───── SUPPLIED MATERIAL

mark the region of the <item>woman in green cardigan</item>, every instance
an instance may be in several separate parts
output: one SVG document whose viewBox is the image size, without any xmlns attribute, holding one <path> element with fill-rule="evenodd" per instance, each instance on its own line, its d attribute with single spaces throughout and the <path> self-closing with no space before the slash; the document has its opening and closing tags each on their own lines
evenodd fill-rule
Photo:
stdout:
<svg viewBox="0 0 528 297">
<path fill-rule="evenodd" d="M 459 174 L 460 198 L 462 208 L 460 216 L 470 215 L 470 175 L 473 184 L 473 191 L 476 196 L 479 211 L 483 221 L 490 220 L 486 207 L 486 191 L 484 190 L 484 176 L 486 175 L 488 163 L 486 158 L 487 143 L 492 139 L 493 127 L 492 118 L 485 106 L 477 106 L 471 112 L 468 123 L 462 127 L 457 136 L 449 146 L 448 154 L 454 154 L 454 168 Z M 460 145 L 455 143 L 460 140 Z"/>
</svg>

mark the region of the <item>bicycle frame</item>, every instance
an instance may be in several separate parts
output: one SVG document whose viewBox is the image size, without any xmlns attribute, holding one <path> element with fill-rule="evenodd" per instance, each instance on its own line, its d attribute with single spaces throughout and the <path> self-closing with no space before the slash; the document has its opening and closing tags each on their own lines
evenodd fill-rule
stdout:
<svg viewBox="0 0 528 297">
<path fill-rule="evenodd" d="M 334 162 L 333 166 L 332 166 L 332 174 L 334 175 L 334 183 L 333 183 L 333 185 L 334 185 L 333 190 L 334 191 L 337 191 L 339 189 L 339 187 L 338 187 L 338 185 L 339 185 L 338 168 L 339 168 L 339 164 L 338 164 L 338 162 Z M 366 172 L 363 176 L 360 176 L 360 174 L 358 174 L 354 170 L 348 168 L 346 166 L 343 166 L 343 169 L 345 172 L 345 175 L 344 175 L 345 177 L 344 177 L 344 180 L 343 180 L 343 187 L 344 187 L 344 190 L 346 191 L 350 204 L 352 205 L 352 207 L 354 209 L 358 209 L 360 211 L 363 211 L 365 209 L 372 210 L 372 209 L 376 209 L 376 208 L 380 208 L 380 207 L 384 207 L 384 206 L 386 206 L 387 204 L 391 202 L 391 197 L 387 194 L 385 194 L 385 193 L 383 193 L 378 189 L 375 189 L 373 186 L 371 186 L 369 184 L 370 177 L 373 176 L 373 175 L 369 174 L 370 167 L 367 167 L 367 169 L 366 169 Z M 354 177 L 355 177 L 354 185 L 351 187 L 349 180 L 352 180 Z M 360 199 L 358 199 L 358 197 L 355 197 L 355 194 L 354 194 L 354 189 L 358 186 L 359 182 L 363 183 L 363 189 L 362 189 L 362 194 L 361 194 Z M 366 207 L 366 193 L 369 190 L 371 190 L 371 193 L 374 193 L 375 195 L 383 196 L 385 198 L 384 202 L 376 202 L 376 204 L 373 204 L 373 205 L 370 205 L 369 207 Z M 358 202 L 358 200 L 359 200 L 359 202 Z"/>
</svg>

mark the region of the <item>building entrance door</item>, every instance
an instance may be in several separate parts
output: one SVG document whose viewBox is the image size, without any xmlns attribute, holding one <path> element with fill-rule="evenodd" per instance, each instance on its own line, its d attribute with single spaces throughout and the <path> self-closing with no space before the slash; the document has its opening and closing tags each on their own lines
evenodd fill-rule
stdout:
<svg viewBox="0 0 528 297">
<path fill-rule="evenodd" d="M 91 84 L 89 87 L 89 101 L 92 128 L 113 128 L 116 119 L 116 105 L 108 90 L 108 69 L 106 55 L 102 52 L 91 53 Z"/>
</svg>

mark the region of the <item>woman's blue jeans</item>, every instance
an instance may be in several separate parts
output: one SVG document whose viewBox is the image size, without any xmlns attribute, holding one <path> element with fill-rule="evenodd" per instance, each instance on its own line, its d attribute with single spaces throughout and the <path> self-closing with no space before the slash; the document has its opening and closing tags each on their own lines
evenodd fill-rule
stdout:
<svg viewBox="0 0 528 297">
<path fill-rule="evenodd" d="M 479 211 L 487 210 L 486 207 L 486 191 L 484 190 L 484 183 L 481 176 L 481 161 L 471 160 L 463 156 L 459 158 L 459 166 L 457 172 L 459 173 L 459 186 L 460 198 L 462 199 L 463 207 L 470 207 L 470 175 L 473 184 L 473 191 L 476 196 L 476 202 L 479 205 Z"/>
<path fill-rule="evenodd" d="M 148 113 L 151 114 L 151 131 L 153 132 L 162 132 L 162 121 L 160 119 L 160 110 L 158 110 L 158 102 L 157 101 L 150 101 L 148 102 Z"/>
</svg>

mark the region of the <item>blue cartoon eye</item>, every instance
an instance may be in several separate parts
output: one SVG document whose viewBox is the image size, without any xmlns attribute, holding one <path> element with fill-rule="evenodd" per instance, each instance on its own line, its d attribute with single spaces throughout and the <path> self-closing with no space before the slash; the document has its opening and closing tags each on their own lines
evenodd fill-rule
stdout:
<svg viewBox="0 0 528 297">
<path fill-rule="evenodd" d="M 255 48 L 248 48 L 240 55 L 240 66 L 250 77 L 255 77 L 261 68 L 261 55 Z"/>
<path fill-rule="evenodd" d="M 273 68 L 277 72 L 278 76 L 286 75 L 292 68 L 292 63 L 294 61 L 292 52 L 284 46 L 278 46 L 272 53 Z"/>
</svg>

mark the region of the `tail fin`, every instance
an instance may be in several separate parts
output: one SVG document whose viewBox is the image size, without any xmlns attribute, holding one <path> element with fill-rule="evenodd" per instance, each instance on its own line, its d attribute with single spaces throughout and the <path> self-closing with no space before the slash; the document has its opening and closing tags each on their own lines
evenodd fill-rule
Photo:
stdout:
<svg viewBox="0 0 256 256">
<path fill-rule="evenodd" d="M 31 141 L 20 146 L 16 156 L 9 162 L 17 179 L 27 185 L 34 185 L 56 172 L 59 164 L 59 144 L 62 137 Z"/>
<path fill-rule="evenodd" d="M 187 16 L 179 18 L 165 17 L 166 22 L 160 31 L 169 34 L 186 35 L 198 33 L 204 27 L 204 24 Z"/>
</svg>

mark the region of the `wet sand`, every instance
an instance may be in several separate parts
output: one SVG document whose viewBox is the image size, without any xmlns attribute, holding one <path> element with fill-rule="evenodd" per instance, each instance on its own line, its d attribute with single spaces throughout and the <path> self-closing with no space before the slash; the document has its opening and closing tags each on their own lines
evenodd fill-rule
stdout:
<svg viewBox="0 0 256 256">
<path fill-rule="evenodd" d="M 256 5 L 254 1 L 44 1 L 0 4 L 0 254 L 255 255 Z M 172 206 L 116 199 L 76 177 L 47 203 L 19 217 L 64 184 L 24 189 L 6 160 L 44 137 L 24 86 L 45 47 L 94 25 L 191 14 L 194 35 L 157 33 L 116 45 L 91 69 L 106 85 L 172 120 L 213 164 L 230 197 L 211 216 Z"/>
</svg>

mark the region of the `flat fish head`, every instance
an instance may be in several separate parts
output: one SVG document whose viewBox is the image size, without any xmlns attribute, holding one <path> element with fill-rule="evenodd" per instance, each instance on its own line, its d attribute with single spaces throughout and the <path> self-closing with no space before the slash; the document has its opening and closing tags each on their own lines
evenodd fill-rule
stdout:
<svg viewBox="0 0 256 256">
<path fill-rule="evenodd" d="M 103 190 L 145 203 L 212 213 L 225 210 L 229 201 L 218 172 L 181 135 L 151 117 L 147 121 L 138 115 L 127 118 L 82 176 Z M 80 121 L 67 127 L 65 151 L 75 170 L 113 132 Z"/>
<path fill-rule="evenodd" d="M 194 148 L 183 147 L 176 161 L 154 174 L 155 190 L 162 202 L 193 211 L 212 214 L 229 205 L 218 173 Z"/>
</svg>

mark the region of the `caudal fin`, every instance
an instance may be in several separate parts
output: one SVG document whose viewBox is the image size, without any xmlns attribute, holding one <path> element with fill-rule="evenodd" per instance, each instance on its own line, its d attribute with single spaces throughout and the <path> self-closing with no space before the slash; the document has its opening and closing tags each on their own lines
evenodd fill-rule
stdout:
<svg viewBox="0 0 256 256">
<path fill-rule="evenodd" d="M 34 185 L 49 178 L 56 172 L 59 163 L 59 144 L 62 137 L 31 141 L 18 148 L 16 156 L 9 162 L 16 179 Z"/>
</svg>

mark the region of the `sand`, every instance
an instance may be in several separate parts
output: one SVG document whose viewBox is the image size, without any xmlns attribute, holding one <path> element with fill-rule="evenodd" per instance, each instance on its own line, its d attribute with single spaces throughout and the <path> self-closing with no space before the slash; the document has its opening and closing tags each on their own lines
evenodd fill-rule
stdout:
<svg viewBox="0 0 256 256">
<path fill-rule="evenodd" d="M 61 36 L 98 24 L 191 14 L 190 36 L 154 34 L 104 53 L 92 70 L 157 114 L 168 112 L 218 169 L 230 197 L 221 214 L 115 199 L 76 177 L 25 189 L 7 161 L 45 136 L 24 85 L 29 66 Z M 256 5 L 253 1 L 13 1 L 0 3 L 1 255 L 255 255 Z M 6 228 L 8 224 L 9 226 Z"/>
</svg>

──────────

WHAT YOU WILL DO — From the records, pull out each line that contains the word "blue".

SOLUTION TO THIS PROBLEM —
mark the region of the <item>woman's blue jeans</item>, every instance
mark the region of the <item>blue cartoon eye</item>, every instance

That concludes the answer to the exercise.